- [Task to carry out]:
Copy the data again, beginning at the line that has "task | point to each instance of the small" and continuing through the end of the data. Keep every line, task and format lines included, and shift each x and y coordinate in the answer point lists by -54.

- [Provided material]:

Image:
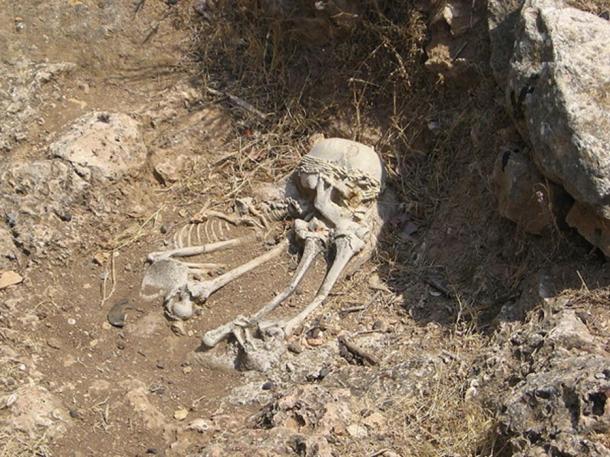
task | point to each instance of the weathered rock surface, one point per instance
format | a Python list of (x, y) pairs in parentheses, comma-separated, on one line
[(595, 229), (107, 145), (523, 196), (21, 84), (558, 94), (556, 376), (502, 18), (450, 51), (554, 64)]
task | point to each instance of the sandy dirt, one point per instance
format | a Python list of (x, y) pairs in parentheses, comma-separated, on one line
[(98, 390)]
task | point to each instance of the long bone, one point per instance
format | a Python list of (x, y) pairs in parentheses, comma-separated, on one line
[(347, 247), (200, 291), (313, 247), (348, 240), (200, 249)]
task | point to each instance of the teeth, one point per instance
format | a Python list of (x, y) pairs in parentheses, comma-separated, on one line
[(345, 251)]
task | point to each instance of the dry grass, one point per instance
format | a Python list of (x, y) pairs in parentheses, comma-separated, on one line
[(592, 6), (365, 83)]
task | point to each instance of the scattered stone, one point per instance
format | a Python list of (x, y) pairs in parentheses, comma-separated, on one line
[(295, 347), (117, 315), (357, 431), (178, 328), (595, 229), (54, 343), (522, 193), (315, 342), (558, 75), (380, 326), (105, 145), (570, 332), (199, 425), (9, 278), (101, 258), (269, 385), (180, 414)]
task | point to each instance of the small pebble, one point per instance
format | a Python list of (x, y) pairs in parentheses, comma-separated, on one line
[(295, 347), (268, 385), (178, 328), (315, 342), (54, 343), (380, 326), (198, 425), (180, 414)]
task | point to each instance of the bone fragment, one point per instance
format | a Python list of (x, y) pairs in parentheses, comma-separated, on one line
[(346, 248), (312, 248)]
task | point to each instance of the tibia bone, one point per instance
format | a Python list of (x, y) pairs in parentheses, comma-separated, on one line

- [Answer in full]:
task | point to each instance of the small pebble, one point per instance
format | a Python list of (x, y) pairs in parentheses, comma-separated, on one line
[(241, 293), (214, 331), (124, 274), (261, 288), (0, 289), (326, 272), (144, 371), (126, 360)]
task | point to each instance of the bone fragment, one point per instance
format | a Python list of (x, y) pairs in parentheses, comma-separated, on one line
[(292, 194), (258, 194)]
task | point to each instance of the tibia bone, one point per instance
format | a Python list of (x, y) pairs in parentheses, comma-separated, on one line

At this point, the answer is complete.